*Data for review*.
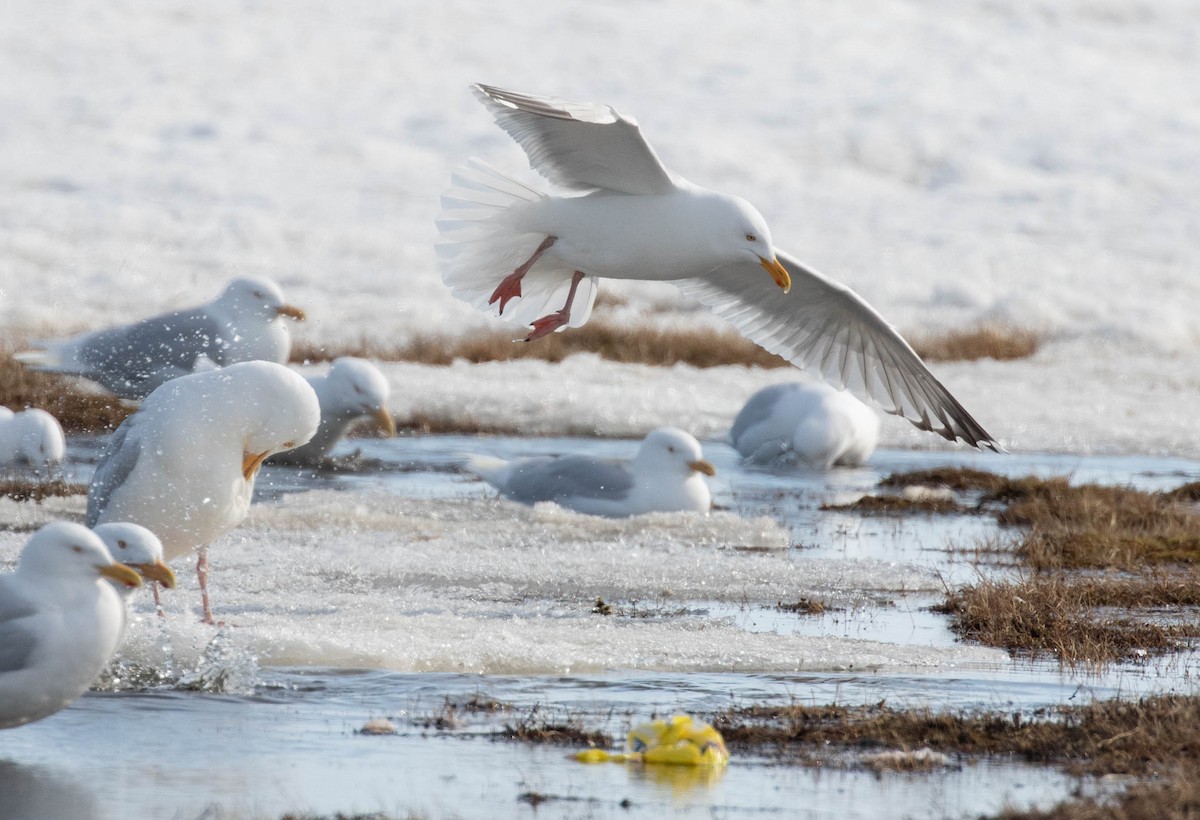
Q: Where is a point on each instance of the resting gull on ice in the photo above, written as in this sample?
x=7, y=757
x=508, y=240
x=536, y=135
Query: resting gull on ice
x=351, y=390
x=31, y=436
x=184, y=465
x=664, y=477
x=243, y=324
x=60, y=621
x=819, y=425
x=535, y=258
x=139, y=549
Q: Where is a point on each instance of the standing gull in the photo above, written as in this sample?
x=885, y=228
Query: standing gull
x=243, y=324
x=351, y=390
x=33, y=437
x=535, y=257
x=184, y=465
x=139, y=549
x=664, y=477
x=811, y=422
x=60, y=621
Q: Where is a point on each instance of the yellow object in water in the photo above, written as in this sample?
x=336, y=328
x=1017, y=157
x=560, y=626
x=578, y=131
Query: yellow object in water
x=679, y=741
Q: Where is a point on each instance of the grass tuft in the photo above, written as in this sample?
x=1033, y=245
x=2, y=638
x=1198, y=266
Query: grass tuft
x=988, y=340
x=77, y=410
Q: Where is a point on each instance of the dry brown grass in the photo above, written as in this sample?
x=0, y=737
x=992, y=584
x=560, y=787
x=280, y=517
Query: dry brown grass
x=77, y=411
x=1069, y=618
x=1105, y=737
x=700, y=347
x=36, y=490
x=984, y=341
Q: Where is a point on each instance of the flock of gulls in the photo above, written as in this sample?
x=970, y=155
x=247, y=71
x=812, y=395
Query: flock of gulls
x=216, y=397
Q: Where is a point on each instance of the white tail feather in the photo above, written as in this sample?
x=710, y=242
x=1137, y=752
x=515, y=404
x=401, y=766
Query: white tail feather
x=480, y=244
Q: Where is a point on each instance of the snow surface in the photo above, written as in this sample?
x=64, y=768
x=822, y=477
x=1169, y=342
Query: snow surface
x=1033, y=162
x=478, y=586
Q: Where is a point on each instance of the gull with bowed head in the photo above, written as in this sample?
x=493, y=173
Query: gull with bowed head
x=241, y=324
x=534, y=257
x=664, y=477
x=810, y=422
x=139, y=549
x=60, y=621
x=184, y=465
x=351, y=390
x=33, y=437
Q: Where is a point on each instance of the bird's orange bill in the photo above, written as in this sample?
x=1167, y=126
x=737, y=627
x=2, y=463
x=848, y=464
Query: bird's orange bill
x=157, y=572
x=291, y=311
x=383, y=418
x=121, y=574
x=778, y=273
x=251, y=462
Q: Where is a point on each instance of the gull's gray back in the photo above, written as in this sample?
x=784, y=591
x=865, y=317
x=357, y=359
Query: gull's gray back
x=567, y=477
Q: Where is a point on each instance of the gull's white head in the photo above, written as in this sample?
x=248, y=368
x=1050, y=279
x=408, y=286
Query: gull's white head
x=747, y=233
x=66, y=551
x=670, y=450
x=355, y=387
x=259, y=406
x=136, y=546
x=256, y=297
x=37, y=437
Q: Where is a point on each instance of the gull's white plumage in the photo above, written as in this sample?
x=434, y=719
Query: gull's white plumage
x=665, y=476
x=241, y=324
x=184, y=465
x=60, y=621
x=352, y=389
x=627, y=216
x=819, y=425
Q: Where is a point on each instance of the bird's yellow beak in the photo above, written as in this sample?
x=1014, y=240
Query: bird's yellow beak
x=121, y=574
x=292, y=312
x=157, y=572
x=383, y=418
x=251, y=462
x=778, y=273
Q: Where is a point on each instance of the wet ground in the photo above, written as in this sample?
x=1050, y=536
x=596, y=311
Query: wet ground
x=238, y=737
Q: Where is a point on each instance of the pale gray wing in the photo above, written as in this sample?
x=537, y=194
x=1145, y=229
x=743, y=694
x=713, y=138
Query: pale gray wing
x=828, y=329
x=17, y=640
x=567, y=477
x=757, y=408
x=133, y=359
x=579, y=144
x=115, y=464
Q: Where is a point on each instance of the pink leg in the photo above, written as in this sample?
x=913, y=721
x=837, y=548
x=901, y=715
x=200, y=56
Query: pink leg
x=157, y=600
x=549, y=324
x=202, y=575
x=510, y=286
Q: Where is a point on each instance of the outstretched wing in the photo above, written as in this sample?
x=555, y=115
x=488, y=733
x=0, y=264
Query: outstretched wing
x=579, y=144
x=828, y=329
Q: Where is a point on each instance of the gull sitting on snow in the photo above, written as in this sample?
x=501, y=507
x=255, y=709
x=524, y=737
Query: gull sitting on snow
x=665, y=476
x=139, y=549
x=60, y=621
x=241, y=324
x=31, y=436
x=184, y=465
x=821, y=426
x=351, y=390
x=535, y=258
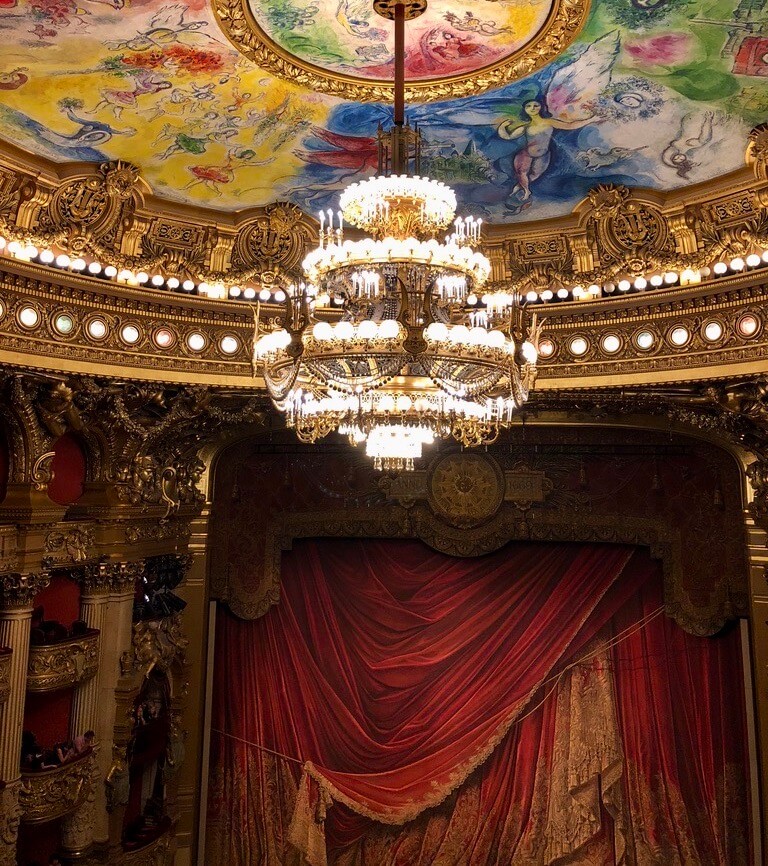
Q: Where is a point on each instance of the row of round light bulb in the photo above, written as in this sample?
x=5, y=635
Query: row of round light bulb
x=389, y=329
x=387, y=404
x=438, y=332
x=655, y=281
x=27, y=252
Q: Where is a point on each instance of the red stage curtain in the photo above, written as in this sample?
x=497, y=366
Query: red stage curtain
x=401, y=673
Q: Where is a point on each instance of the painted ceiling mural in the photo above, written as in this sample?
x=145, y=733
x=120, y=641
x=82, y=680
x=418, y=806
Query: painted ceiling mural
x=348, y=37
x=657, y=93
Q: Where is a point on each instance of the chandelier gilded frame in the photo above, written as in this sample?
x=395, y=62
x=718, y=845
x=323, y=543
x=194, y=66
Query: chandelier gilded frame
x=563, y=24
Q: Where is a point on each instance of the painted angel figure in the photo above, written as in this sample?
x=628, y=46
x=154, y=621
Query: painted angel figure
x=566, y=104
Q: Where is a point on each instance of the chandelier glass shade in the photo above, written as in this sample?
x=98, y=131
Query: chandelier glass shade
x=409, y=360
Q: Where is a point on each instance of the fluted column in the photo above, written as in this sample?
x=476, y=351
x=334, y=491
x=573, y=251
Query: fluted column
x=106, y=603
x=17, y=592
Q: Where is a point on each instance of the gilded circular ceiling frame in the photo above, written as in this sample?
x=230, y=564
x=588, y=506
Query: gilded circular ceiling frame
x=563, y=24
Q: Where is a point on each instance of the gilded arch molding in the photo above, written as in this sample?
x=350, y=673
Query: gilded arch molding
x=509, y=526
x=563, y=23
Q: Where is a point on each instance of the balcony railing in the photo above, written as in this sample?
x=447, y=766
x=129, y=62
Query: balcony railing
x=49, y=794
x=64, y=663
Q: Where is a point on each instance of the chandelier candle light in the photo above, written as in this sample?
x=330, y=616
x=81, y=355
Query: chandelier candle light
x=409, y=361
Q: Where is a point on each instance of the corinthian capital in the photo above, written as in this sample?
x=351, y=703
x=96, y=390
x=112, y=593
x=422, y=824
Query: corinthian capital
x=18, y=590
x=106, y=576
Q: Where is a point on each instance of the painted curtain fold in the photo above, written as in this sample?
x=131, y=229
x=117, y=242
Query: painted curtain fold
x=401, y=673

*To do*.
Exactly reproduce the entries above, minus the pictures.

*Answer to the problem*.
Q: Where is a point on each instance of the resting gull on ice in the photo above, written as in this sample?
x=7, y=757
x=508, y=240
x=536, y=135
Query: resting gull on ice
x=351, y=390
x=31, y=436
x=184, y=465
x=664, y=477
x=243, y=324
x=60, y=621
x=819, y=425
x=535, y=258
x=139, y=549
Q: Where is a point on each instance of the standing gull in the photo above, written as in this sample?
x=885, y=228
Query: standing gull
x=243, y=324
x=351, y=390
x=33, y=437
x=535, y=257
x=184, y=465
x=139, y=549
x=664, y=477
x=811, y=422
x=60, y=621
Q: Where is a point on each instance of the yellow object in water in the photo above, written as in this sample?
x=336, y=328
x=1017, y=157
x=560, y=626
x=578, y=131
Query: yellow object in water
x=679, y=741
Q: Where is a point on each instance of the grass tuft in the photo above, written as in this sample?
x=1033, y=245
x=2, y=638
x=1198, y=266
Query: grass tuft
x=988, y=340
x=77, y=410
Q: Where is a point on each instance of the dry brown grass in the photo above, written as in this sample?
x=0, y=737
x=992, y=584
x=560, y=787
x=280, y=517
Query: dry brown grass
x=77, y=411
x=1069, y=618
x=1105, y=737
x=700, y=347
x=36, y=490
x=984, y=341
Q: Where is a point on each instance of the flock of gulls in the photo above, written as in this sample?
x=970, y=155
x=247, y=71
x=812, y=395
Query: flock of gulls
x=216, y=397
Q: Where is a point on each instance of the white tail feather in the photo above, written as in this sample?
x=710, y=242
x=1137, y=752
x=515, y=404
x=401, y=766
Query: white tail feather
x=480, y=244
Q: Where is a point on each instance of the snow surface in the photo above, written as in this sample?
x=64, y=768
x=822, y=477
x=1169, y=342
Query: snow surface
x=1033, y=162
x=478, y=586
Q: Where is a point on each instance of the gull with bowed head in the photo above, written as in this sample?
x=493, y=173
Query: gull with bowed head
x=241, y=324
x=534, y=257
x=664, y=477
x=810, y=422
x=139, y=549
x=60, y=621
x=184, y=465
x=351, y=390
x=33, y=437
Q: Where is a point on each instance of the bird's orange bill in the photo above, written as in this sample?
x=1167, y=126
x=737, y=627
x=2, y=463
x=848, y=464
Query: bird's orange bill
x=157, y=572
x=291, y=311
x=383, y=418
x=121, y=574
x=778, y=273
x=251, y=462
Q: Where is a point on each instance of the gull's gray back in the photo above, written as in this sample?
x=784, y=591
x=865, y=317
x=357, y=359
Query: gull's gray back
x=567, y=477
Q: Where is a point on each instance of the gull's white head in the photo above, written as in this sample?
x=248, y=368
x=1050, y=279
x=408, y=286
Query: gull's white head
x=747, y=233
x=66, y=551
x=670, y=450
x=355, y=387
x=259, y=406
x=136, y=546
x=256, y=297
x=37, y=437
Q: Where is a point on each instance of the gull's white plumage in the photo above, written as in this sample?
x=434, y=719
Query: gull's white plumage
x=665, y=476
x=241, y=324
x=184, y=465
x=60, y=621
x=352, y=389
x=627, y=216
x=819, y=425
Q: Where is a point on each instance of the bird's yellow beak in the photo above, written as in this sample?
x=1014, y=240
Query: bird's yellow beak
x=121, y=574
x=292, y=312
x=157, y=572
x=383, y=418
x=251, y=462
x=778, y=273
Q: Where is a point on each instance of the wet ground in the photo above, written as in this sample?
x=1050, y=536
x=596, y=311
Query: wet ground
x=238, y=737
Q: Where is a point on each instance of the pale gray wing in the photo above, written as in this sample?
x=537, y=194
x=1145, y=229
x=743, y=694
x=713, y=138
Query: pale gray wing
x=828, y=329
x=17, y=640
x=567, y=477
x=757, y=408
x=133, y=359
x=579, y=144
x=115, y=464
Q: Where is a point on each instance of the pink leg in the photo above, written as in this sample?
x=913, y=721
x=837, y=548
x=901, y=715
x=200, y=56
Query: pink leg
x=157, y=600
x=549, y=324
x=202, y=575
x=510, y=286
Q: Where is a point on each instance of the outstretched wing in the photo above, written as in this sample?
x=555, y=115
x=488, y=733
x=0, y=264
Query: outstretched wing
x=579, y=144
x=828, y=329
Q: Where is a point on each instance of the gull sitting on snow in the photo above, written as in this sample?
x=501, y=507
x=255, y=709
x=524, y=737
Query: gull sitting on snow
x=665, y=476
x=139, y=549
x=60, y=621
x=241, y=324
x=31, y=436
x=184, y=465
x=821, y=426
x=351, y=390
x=535, y=258
Q: Where is a point on each instance of the row of round light bulb in the photo above, written as in this sample?
x=5, y=635
Query: row of round light bulb
x=389, y=329
x=387, y=404
x=438, y=332
x=655, y=281
x=27, y=252
Q: Where is a point on each instance of the red stage curtain in the photo above, written as in this sample?
x=497, y=366
Query: red stage curtain
x=401, y=673
Q: Where is a point on each instance of the painted ceiling mural in the photo above, written as in this sample?
x=145, y=733
x=120, y=641
x=82, y=680
x=418, y=806
Query: painted ceiling mural
x=348, y=37
x=657, y=93
Q: Where is a point on each instance of the chandelier gilded frame in the photo above, written as in this sample?
x=395, y=62
x=718, y=845
x=323, y=543
x=194, y=66
Query: chandelier gilded frame
x=563, y=24
Q: Where is a point on each instance of the painted angel figure in the photo above, written as in this sample?
x=628, y=46
x=154, y=621
Query: painted angel figure
x=566, y=104
Q: Where is a point on each instance of the chandelier glass shade in the photo above, written as in this sample?
x=98, y=131
Query: chandelier glass shade
x=409, y=360
Q: Where is a point on each instance of the fluted column in the photo above, written as in this sample?
x=476, y=351
x=334, y=491
x=573, y=251
Query: fluted column
x=106, y=603
x=17, y=592
Q: Where is a point on each instance of the gilded circular ceiling frame in the photo above, written as in this sample?
x=230, y=564
x=588, y=506
Query: gilded circular ceiling frame
x=563, y=24
Q: Where is a point on each instance of the gilded arch molding in the photo above, written as in this sample?
x=350, y=673
Query: gilded arch molding
x=509, y=526
x=563, y=23
Q: Where is a point on each instance of the balcony railing in the photo above, written as in this sample?
x=447, y=766
x=129, y=62
Query: balcony railing
x=49, y=794
x=64, y=663
Q: Where is a point on each instance of the chandelier candle light in the photo above, written as in this sample?
x=330, y=616
x=81, y=355
Query: chandelier candle light
x=409, y=361
Q: Where is a point on each instance of the corinthian capital in the photo above, written as in this sample?
x=351, y=703
x=96, y=390
x=112, y=593
x=422, y=824
Query: corinthian capital
x=18, y=590
x=106, y=576
Q: Where is a point on each instance of the painted curtain fold in the photo above, written as in this sample?
x=131, y=229
x=117, y=242
Query: painted curtain fold
x=401, y=673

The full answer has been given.